I see inflation as an insidious tax on human labour, an inescapable bondage akin to slavery.
Further, I would say the hidden "profit" taken by the issuing private banks for the privilege of printing our money supply seems to be used to further corrupt societies, pillage resources in the form of "black budgets" financing coups, hidden agendas, and starting wars to control the diminishing resource base.
As sovereign peoples, we should not be charged to use a means of exchange. If we taught children how money is created in schools, I believe the corrupt system would be dismantled within a generation!
7/30/09, 3:08 AM
tom said...
7/30/09, 3:44 AM
DIYer said...
While entropy always increases, and while energy is conserrved, the tertiary economy does not necessarily obey either of these rules.
We may soon discover that it can cease to exist altogether, while the primary and secondary economies continue in some form.
7/30/09, 4:40 AM
Shadowfax said...
I have been reading a lot about plasma and the electric universe.
The electric universe explains what we see in the sky without resorting to things like the big bang,expansion,dark matter,dark energy and black holes.
7/30/09, 5:39 AM
James Andrix said...
The sun is not being powered by the energy of its collapse, and it's lifetime output will be quite a bit greater than that energy. It's using potential nuclear energy. On average, it's energy production at every second is enough to keep it's outer mass from falling back in on itself due to gravity, plus the light and heat output.
And for better or worse nuclear fission is another concentrated energy source we have access to.
7/30/09, 7:35 AM
Robert said...

◆ ◆ ◆ ◆

PROBLEMS AND TASKS:
- 1) In the comment thread, what kind of energy does James Andrix say the sun is using?
- 2) Write the next part of the comment thread, picking up after its final line.

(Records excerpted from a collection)
◆ ◆ ◆ ◆

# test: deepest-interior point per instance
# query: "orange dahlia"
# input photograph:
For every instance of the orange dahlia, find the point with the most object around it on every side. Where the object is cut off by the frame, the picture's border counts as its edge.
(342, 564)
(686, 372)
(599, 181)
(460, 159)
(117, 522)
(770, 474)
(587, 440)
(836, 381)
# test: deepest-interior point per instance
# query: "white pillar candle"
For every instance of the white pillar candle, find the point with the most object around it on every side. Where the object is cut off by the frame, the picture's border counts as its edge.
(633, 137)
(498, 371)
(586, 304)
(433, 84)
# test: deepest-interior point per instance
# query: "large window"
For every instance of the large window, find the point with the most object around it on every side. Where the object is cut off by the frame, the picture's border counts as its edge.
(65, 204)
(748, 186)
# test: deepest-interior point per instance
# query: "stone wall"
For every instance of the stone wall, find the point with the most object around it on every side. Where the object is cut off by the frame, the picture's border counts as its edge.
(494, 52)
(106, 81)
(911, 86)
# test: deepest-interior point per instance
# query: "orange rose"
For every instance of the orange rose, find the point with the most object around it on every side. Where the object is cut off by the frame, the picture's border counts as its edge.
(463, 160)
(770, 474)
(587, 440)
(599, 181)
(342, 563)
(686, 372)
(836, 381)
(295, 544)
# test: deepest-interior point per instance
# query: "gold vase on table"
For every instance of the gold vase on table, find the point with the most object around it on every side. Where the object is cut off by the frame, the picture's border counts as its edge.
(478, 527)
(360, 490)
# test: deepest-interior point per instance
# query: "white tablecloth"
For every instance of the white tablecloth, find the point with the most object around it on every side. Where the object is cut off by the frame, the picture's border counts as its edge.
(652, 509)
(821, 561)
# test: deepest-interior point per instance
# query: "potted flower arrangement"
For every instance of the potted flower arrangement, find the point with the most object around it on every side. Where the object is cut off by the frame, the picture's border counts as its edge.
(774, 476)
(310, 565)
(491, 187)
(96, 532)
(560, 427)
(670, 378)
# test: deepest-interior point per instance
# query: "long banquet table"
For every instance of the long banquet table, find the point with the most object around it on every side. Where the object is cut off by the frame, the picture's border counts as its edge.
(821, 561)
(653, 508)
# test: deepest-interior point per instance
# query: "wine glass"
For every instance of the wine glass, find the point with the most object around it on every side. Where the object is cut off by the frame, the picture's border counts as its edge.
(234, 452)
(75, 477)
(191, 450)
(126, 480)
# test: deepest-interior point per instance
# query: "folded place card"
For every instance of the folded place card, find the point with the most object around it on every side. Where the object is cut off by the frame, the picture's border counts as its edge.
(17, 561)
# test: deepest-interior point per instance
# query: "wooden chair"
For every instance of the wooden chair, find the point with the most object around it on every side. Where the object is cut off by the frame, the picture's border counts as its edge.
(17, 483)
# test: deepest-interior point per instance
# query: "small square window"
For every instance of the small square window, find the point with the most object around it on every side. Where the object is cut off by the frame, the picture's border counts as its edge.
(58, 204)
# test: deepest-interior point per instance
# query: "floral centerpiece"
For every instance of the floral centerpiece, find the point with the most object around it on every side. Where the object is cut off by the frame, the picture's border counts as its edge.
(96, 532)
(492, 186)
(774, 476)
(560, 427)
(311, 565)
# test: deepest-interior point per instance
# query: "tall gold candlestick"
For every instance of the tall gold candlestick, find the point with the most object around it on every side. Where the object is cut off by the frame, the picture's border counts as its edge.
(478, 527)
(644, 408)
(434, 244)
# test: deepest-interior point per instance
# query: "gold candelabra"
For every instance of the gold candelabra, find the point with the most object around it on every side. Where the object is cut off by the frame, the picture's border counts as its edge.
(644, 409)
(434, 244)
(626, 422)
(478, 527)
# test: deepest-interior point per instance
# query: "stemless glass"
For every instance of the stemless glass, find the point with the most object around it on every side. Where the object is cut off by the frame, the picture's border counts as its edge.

◆ ◆ ◆ ◆

WRITTEN ANSWERS:
- 1) Potential nuclear energy.

- 2)
Your best so far of a very substantial body of work. You're getting to the marrow. I have to read it a few more times (along with the comments), think some more and then maybe I can write an insightful comment. I hope you continue to read these after the end of the week. It'll take some reflection.
Right now, I'm unfortunately a wage slave and the people who own my computer are paying me to do other things with it.
7/30/09, 9:01 AM
John Millen said...
The second law may serve as a useful analogy for considering the workings of money, but metaphysics rather than Newtonian mechanics is probably the approach with the best prospect of success in understanding the tertiary economy.
7/30/09, 11:33 AM
Seaweed Shark said...
While this is, strictly speaking, likely to be true, you flit past the term "our current civilization" a bit quickly. You've acknowledged that compared to the amount of energy streaming out of our sun into space, any concentration of energy on planet earth is a miniscule eddy. Which suggests that other or larger eddies could be stimulated on the edges of that vast stream. By this logic it becomes quite possible--given enough patience and time and know-how--to concentrate enough of some diffuse form of solar energy (OTEC, tidal, whatever), to concentrate some fuel, leverage that, build larger capture mechanisms and so on. If you can generate a net gain--even a small one--on a human scale, you can eventually get where you want to go, just as a man can cover a thousand miles by walking.
Your escape clause (a valid one, I believe) is the phrase "our current civilization." Leaving aside the matter of lifestyle expectations, one may well wonder whether our current civilization produces people capable of sufficient unity, forbearance, patience, obedience and shared cooperative purpose to achieve such a thing. It seems to me that as always, the greatest untapped potential resource is human beings.
7/30/09, 12:37 PM
daniel said...
In the antepenultimate paragraph, I believe the penultimate and ultimate sentences should be combined.
7/30/09, 1:40 PM
BrightSpark said...
Yep - you are right here. Hyperinflation can and does occur at times of crisis, however the two occasions that you describe were primarily political, rather than ecological in origin. I think this point is important, if people see high inflation they are likely to assume that it is the problem of political leadership, and therefore act to change the leadership, when the underlying problem is far deeper and more systemic.
It's also hindsight - for instance, once we are well on the way down the far side of Hubberts Peak we will be able to look back and see any hyperinflation for what it is, but at the time, most people won't be thinking that.
Hence my concern and want for something more immediate, to help people get through.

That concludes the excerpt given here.